▶ [Task statement] Copy each line of the data below with the word "shrub".

▶ [Dataset content]
⁂

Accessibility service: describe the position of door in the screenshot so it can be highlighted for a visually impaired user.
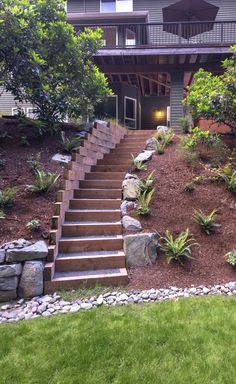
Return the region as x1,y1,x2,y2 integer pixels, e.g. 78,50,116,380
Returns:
124,96,137,129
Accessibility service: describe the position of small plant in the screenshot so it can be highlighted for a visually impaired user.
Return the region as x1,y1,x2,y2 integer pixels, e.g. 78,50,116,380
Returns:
20,135,30,147
182,150,200,169
26,219,41,231
182,127,211,150
18,115,49,136
136,188,155,216
27,152,42,173
160,228,197,264
184,183,195,193
225,250,236,267
0,187,18,208
155,128,175,146
179,116,191,134
140,171,155,193
154,141,166,155
131,154,147,171
0,129,12,141
26,170,60,193
220,169,236,193
60,131,83,154
193,209,219,235
0,210,5,219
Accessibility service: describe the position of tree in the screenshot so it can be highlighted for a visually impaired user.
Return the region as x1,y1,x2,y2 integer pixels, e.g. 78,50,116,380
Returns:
0,0,111,125
185,46,236,132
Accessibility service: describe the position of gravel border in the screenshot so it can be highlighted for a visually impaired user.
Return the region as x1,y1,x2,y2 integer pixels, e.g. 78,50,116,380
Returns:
1,282,236,324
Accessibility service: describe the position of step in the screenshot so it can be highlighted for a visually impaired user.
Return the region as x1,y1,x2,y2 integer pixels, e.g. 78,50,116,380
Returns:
80,180,122,189
91,165,128,172
62,222,122,237
85,172,125,180
75,188,122,199
103,153,132,160
45,268,128,292
59,235,123,252
97,158,131,166
66,209,121,222
69,199,121,210
55,250,125,272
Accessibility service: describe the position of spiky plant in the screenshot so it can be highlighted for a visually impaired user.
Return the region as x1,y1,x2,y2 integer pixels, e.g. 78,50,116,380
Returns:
220,170,236,193
160,228,197,264
140,171,155,193
225,250,236,267
60,131,83,154
0,187,18,208
131,154,147,171
193,209,219,235
136,188,155,216
26,170,60,193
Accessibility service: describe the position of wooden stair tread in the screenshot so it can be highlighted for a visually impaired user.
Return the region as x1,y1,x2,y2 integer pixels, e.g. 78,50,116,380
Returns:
63,221,121,225
60,235,123,241
53,268,128,280
58,250,125,258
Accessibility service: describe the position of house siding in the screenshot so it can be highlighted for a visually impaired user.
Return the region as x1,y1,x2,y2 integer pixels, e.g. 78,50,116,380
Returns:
67,0,99,13
0,88,33,116
170,71,184,129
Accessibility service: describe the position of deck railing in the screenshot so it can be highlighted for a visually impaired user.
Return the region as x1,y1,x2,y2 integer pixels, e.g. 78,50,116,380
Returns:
76,21,236,48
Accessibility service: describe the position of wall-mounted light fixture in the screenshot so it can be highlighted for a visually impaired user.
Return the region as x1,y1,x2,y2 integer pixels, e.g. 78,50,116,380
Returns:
155,110,165,119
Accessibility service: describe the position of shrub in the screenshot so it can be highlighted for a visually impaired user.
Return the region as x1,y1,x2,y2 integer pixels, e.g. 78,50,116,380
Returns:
154,141,166,155
155,128,175,146
27,170,60,193
140,171,155,193
136,188,155,216
60,131,83,154
182,150,200,169
225,250,236,267
193,209,219,235
0,187,18,208
184,183,195,193
27,152,42,173
182,127,211,150
220,169,236,193
131,154,147,171
18,115,49,136
160,228,197,264
26,219,41,231
178,116,191,134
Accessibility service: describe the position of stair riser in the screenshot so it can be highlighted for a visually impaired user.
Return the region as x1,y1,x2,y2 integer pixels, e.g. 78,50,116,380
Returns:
59,238,123,252
80,180,122,189
62,224,122,237
44,274,129,293
85,172,125,180
66,210,121,222
75,189,122,199
55,256,125,272
69,200,121,210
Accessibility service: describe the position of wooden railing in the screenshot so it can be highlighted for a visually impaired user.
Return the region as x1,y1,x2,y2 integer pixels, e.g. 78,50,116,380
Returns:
76,21,236,48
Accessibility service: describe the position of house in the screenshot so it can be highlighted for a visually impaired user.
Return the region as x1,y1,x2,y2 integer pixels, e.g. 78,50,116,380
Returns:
67,0,236,130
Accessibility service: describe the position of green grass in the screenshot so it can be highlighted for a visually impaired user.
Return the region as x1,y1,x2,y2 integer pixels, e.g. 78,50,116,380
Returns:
58,284,120,301
1,296,236,383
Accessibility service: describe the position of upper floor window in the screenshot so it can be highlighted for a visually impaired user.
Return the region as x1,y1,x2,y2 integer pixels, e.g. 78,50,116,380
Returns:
101,0,133,13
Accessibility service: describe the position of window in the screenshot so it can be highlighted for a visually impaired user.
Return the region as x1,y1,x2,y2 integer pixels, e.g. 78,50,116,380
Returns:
101,0,133,12
12,107,25,116
124,96,136,129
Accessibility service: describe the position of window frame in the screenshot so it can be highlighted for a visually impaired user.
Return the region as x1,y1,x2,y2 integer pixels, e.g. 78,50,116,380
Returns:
100,0,133,13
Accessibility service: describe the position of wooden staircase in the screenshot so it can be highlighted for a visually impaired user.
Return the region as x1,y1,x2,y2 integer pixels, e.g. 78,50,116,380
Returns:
44,129,154,292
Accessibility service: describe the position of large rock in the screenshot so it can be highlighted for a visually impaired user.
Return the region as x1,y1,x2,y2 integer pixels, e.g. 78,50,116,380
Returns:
122,216,142,231
146,137,159,150
134,150,154,163
0,264,22,277
120,201,137,217
0,276,18,290
6,241,48,263
124,233,159,266
1,239,31,250
122,174,141,201
156,125,168,134
18,261,44,298
0,290,17,302
52,153,71,165
0,249,5,264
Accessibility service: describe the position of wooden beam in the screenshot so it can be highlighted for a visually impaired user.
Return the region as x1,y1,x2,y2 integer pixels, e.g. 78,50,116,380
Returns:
140,74,170,89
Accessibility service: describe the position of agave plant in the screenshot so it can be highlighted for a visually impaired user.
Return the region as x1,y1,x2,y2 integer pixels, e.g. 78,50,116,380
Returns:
225,250,236,267
136,188,155,216
220,169,236,193
60,131,83,154
154,141,166,155
160,228,197,264
131,154,147,171
140,171,155,193
27,170,60,193
193,209,219,235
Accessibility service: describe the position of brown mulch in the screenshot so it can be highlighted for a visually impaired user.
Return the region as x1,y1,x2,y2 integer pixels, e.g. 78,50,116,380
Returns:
126,136,236,290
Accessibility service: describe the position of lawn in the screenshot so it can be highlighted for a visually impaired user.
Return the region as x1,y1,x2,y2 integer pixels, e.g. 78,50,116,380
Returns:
1,296,236,384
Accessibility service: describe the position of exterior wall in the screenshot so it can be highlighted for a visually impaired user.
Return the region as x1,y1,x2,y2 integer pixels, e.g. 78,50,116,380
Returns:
67,0,99,13
141,96,169,130
170,71,184,129
0,88,33,116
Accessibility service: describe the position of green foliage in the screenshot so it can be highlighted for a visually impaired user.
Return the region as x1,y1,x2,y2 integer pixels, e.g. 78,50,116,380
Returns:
193,209,219,235
136,188,155,216
185,46,236,132
60,131,83,154
131,154,147,171
0,0,111,125
178,116,191,134
19,135,30,147
27,152,42,173
184,183,195,193
225,250,236,267
140,171,155,193
26,169,60,193
154,141,166,155
160,228,197,264
183,150,200,169
0,186,18,208
155,128,175,145
219,169,236,193
0,209,5,219
18,116,49,136
183,127,211,150
26,219,41,231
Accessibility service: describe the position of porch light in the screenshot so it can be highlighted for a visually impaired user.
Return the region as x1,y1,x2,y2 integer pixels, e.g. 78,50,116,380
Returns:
155,110,165,119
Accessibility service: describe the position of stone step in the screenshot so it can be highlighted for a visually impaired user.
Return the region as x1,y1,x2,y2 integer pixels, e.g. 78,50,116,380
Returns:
66,209,121,222
85,172,125,180
80,180,122,189
45,268,128,292
59,235,123,253
74,188,122,199
69,199,121,210
62,222,122,237
55,250,125,272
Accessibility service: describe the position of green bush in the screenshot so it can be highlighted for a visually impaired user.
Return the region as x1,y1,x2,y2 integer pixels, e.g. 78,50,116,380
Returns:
27,170,60,193
160,228,197,264
178,116,191,134
193,209,219,235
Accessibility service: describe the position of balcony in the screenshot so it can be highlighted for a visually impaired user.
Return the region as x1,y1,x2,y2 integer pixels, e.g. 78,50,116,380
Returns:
77,21,236,49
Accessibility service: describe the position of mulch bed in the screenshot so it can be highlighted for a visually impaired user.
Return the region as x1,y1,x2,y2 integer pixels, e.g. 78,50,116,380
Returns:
126,135,236,289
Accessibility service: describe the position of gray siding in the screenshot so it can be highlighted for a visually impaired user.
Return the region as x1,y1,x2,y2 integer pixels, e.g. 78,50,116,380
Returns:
0,88,33,116
67,0,99,13
170,71,184,129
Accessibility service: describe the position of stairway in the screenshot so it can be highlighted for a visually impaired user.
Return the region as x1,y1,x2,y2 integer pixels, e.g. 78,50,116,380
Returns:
45,130,154,292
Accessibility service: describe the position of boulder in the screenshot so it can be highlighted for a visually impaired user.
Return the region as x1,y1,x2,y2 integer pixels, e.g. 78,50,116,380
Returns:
122,216,142,231
156,125,169,134
146,137,159,150
0,249,5,264
6,241,48,263
122,174,141,201
52,153,71,165
124,233,159,266
0,264,22,277
0,290,17,302
18,261,44,298
120,201,137,217
134,150,154,163
0,276,18,290
1,239,31,251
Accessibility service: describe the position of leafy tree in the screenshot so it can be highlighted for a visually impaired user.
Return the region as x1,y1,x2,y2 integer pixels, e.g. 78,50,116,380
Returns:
0,0,111,126
185,46,236,132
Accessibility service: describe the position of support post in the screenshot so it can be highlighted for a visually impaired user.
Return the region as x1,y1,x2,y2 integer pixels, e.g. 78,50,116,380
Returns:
170,71,184,131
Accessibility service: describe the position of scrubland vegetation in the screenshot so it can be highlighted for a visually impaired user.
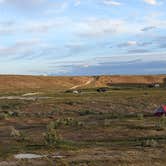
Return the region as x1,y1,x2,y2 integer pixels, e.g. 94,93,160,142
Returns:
0,82,166,165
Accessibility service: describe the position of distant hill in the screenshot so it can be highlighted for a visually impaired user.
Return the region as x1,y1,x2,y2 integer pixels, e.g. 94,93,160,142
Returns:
0,75,165,92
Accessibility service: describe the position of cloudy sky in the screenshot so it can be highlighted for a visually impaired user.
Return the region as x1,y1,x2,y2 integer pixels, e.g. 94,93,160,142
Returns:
0,0,166,75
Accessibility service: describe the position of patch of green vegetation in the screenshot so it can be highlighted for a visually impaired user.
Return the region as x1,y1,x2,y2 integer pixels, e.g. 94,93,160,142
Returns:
47,118,84,129
155,115,166,131
78,109,97,116
136,113,144,120
44,128,62,147
0,111,18,120
0,112,9,120
10,126,28,142
0,100,26,110
141,139,158,148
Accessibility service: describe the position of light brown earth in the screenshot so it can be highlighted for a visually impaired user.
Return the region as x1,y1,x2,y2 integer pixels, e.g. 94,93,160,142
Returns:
0,75,165,92
0,75,166,165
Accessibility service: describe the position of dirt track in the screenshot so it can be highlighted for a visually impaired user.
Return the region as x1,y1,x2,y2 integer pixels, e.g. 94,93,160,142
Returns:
70,77,95,89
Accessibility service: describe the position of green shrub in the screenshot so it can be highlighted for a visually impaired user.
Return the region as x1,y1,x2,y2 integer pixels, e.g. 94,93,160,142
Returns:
47,118,84,129
10,126,26,141
155,115,166,131
0,113,9,120
44,123,62,147
137,113,144,120
79,109,96,116
47,120,63,129
10,126,21,138
65,101,74,105
104,119,111,127
141,139,158,148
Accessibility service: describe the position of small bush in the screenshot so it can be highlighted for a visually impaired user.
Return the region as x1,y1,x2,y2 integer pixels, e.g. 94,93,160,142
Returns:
137,113,144,120
0,111,18,120
47,120,62,129
44,128,61,146
10,127,21,137
155,115,166,131
44,123,62,147
104,119,111,127
0,113,9,120
79,109,96,116
48,118,84,129
65,101,74,105
142,139,158,148
10,126,26,141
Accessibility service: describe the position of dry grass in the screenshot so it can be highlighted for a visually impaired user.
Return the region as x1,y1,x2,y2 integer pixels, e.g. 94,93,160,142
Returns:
0,77,166,165
0,75,165,92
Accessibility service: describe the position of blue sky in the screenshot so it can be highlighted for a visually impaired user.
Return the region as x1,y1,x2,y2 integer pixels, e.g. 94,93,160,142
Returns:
0,0,166,75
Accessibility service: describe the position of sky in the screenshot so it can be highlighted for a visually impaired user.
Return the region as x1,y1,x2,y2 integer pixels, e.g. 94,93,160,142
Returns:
0,0,166,75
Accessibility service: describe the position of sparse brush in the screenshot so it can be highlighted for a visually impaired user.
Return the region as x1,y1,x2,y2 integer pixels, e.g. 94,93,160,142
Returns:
10,126,26,141
48,118,84,129
0,113,9,120
104,119,111,127
65,101,74,105
43,128,62,147
78,109,96,116
47,121,57,129
155,115,166,131
10,126,21,138
44,122,62,147
137,113,144,120
142,139,158,148
56,159,70,166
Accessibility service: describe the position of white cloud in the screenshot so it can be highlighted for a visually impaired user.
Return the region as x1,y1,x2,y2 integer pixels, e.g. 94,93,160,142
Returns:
45,2,68,15
103,0,122,6
25,19,66,33
0,0,45,6
127,41,138,46
143,14,166,29
0,39,42,56
74,18,142,38
118,41,138,47
0,0,70,14
0,19,64,35
143,0,158,5
1,14,166,39
94,51,166,63
74,0,81,6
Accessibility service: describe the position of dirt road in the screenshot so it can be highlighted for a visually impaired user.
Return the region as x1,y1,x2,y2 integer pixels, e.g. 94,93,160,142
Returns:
70,77,94,90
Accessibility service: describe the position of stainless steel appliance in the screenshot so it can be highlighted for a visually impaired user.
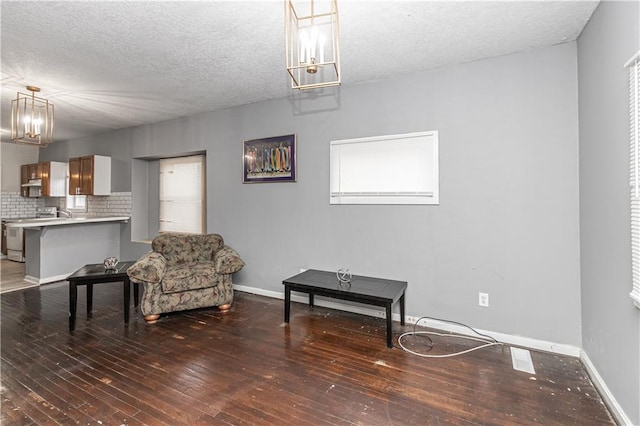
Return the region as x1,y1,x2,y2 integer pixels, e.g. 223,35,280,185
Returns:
6,224,25,262
36,207,57,218
6,207,57,262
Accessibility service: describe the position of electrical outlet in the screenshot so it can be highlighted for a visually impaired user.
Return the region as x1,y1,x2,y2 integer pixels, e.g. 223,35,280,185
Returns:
479,292,489,307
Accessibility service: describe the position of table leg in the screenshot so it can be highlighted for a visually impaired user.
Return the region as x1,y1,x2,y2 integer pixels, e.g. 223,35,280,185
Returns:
400,293,406,326
284,285,291,323
309,293,314,308
86,284,93,318
385,303,393,348
69,282,77,331
133,282,139,308
123,278,131,324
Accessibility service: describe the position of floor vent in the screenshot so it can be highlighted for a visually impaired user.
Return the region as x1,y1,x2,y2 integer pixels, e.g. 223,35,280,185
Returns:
511,347,536,374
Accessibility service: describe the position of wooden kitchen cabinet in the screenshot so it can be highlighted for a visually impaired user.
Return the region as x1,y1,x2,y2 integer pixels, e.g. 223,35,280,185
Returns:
27,163,42,180
21,162,43,197
20,161,67,197
68,155,111,196
20,165,29,197
80,156,94,194
68,157,80,195
40,162,51,196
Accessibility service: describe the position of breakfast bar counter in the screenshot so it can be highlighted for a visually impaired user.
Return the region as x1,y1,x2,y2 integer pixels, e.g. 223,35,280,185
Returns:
6,217,130,284
5,216,129,229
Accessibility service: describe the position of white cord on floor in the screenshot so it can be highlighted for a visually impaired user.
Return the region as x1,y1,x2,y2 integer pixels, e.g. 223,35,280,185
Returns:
398,330,503,358
397,315,504,358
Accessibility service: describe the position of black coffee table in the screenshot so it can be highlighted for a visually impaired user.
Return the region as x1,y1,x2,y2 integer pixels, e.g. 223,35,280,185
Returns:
283,269,407,348
67,260,139,331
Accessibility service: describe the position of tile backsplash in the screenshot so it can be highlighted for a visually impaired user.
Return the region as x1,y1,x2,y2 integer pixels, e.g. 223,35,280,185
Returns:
0,192,45,219
87,192,131,217
1,192,131,220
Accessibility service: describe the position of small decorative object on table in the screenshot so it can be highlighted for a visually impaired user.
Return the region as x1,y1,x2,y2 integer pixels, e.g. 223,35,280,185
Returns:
103,257,119,271
336,268,352,286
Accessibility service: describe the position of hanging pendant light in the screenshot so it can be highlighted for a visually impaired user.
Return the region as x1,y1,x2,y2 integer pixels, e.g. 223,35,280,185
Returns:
285,0,340,90
10,86,54,147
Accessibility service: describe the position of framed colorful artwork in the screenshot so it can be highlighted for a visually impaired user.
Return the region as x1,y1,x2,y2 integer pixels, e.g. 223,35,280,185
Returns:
243,134,297,183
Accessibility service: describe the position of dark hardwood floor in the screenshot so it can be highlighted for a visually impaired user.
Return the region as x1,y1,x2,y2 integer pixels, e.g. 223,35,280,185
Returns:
1,281,614,425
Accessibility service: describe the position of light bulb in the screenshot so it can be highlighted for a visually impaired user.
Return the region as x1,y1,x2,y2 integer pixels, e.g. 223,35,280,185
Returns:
318,34,326,64
309,26,318,61
299,32,309,64
33,118,42,135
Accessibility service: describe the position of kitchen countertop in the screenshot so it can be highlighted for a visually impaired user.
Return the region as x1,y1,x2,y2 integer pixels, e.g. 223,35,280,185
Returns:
2,217,37,222
5,216,130,228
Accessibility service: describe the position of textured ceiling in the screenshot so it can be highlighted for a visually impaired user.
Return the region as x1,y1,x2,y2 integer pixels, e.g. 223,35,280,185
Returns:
0,0,599,143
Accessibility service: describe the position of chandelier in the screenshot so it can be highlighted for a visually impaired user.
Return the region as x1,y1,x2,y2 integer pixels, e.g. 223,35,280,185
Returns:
285,0,340,90
10,86,54,147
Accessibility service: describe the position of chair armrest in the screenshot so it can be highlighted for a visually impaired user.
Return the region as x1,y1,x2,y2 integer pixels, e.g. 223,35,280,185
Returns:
127,252,167,284
214,246,245,274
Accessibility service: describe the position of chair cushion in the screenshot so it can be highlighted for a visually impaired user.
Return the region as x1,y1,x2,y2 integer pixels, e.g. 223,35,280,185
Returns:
152,233,224,265
160,261,218,294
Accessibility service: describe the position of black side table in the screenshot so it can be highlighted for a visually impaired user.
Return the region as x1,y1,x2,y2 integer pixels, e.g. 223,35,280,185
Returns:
67,260,139,331
283,269,407,348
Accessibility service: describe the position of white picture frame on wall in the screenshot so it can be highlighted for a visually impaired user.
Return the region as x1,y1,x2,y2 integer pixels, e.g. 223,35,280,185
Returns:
329,131,439,205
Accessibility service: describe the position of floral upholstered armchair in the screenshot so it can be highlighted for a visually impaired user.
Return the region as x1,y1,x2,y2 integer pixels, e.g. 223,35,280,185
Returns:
127,233,245,324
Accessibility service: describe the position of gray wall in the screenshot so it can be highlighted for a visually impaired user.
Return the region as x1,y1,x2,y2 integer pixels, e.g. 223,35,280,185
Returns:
41,42,583,346
577,1,640,423
1,143,39,191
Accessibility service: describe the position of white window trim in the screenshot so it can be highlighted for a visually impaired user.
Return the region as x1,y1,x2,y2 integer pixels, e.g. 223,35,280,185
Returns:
330,131,439,205
626,50,640,309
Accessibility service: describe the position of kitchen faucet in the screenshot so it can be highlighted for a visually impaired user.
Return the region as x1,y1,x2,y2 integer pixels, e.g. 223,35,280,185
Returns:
58,209,72,218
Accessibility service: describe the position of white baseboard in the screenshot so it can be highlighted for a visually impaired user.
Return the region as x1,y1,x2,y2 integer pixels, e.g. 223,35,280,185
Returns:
233,283,581,356
405,315,581,357
580,350,633,426
24,274,69,285
23,275,40,284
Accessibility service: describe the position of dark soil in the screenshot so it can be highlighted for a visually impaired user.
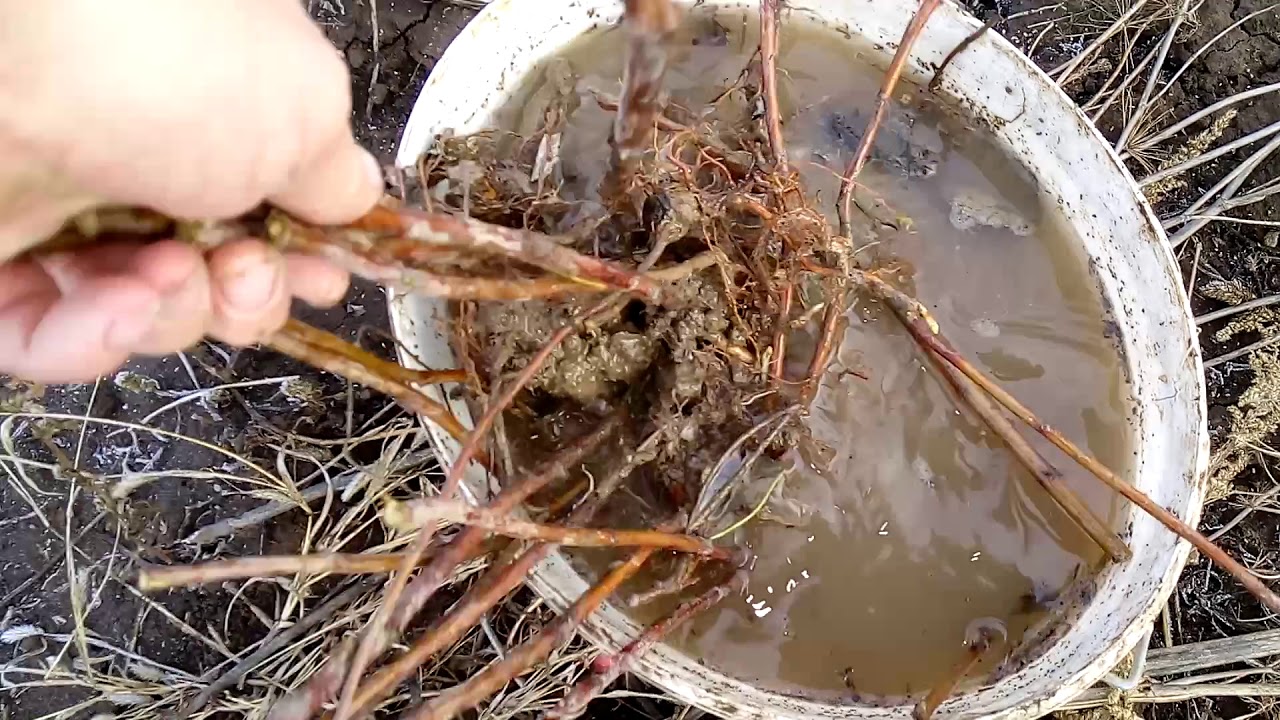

⁂

▶ [Result of this task]
Accessibility service: describe the position of shrub in the screenshot so it can be highlighted for a visually impaired user.
Accessibility service: describe the position of green shrub in the screenshot so it can be highlighted for a visually impaired user.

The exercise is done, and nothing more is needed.